— Your instructions —
Copy every one of the rows below, character for character, with nothing altered.

— Records —
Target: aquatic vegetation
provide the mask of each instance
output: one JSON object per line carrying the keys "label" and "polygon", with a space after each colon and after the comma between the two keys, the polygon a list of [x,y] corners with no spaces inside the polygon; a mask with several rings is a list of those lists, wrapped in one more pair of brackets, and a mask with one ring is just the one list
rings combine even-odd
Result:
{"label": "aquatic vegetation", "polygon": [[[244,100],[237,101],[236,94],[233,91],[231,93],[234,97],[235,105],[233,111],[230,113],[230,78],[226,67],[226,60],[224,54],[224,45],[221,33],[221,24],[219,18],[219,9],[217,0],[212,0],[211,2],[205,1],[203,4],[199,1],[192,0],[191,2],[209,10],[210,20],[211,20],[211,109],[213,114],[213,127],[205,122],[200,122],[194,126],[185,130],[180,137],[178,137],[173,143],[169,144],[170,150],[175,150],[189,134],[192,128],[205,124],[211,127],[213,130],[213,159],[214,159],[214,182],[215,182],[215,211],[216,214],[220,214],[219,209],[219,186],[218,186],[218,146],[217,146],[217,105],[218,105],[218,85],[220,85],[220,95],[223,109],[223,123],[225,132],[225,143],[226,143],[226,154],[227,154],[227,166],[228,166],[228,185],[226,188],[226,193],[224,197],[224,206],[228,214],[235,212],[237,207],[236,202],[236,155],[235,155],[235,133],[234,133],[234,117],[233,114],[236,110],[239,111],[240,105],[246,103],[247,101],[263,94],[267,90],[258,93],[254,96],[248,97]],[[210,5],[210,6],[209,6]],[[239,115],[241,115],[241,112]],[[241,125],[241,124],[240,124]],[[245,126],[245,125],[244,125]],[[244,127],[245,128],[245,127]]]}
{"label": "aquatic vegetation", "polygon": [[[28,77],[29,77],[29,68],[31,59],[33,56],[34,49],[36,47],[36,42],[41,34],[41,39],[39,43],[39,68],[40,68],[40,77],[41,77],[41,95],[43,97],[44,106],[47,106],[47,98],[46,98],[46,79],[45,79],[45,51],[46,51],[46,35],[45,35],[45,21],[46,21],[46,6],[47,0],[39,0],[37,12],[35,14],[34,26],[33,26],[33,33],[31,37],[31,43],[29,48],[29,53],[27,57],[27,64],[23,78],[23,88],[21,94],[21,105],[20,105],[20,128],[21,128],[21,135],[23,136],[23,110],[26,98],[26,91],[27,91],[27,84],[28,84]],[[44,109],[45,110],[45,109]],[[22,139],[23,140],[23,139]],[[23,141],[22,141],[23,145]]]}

— Response —
Target: aquatic vegetation
provide the mask of each instance
output: one JSON object per line carrying the keys "label" and "polygon", with a space after each colon and after the comma between the two keys, the polygon a list of [x,y] corners with no spaces inside the polygon; a mask with several rings is a list of those lists, wrapped in one more pair of brackets, and a mask with one ring is just the one list
rings combine even-odd
Result:
{"label": "aquatic vegetation", "polygon": [[[244,100],[237,101],[236,94],[233,91],[231,93],[234,97],[235,105],[233,111],[230,113],[230,78],[226,67],[226,60],[224,54],[224,45],[221,33],[221,24],[219,18],[219,9],[217,0],[212,0],[211,2],[205,1],[203,4],[199,1],[192,0],[191,2],[209,10],[210,20],[211,20],[211,109],[213,114],[213,127],[205,122],[200,122],[194,126],[185,130],[180,137],[178,137],[173,143],[169,144],[170,150],[175,150],[189,134],[192,128],[205,124],[211,127],[213,130],[213,159],[214,159],[214,182],[215,182],[215,211],[216,214],[220,214],[219,209],[219,186],[218,186],[218,146],[217,146],[217,105],[218,105],[218,85],[220,85],[220,95],[223,109],[223,123],[225,132],[225,143],[226,143],[226,154],[227,154],[227,166],[228,166],[228,185],[226,188],[226,193],[224,197],[224,206],[228,214],[235,212],[237,207],[236,202],[236,155],[235,155],[235,133],[234,133],[234,117],[233,114],[236,110],[239,111],[240,105],[246,103],[247,101],[263,94],[267,90],[258,93],[254,96],[248,97]],[[210,5],[210,6],[209,6]],[[239,115],[241,115],[241,112]],[[241,125],[241,124],[240,124]],[[245,126],[245,125],[244,125]],[[244,127],[245,128],[245,127]]]}
{"label": "aquatic vegetation", "polygon": [[[28,77],[29,77],[29,68],[31,59],[33,56],[34,49],[36,47],[36,42],[41,34],[41,39],[39,43],[39,68],[40,68],[40,77],[41,77],[41,95],[43,97],[44,106],[47,106],[47,98],[46,98],[46,79],[45,79],[45,51],[46,51],[46,35],[45,35],[45,21],[46,21],[46,6],[47,0],[39,0],[37,12],[35,14],[34,26],[33,26],[33,33],[31,37],[31,43],[29,48],[29,53],[27,57],[27,64],[23,78],[23,88],[21,94],[21,105],[20,105],[20,128],[21,128],[21,135],[23,136],[23,110],[26,98],[26,91],[27,91],[27,84],[28,84]],[[44,109],[45,110],[45,109]],[[22,139],[23,140],[23,139]],[[23,141],[22,141],[23,145]]]}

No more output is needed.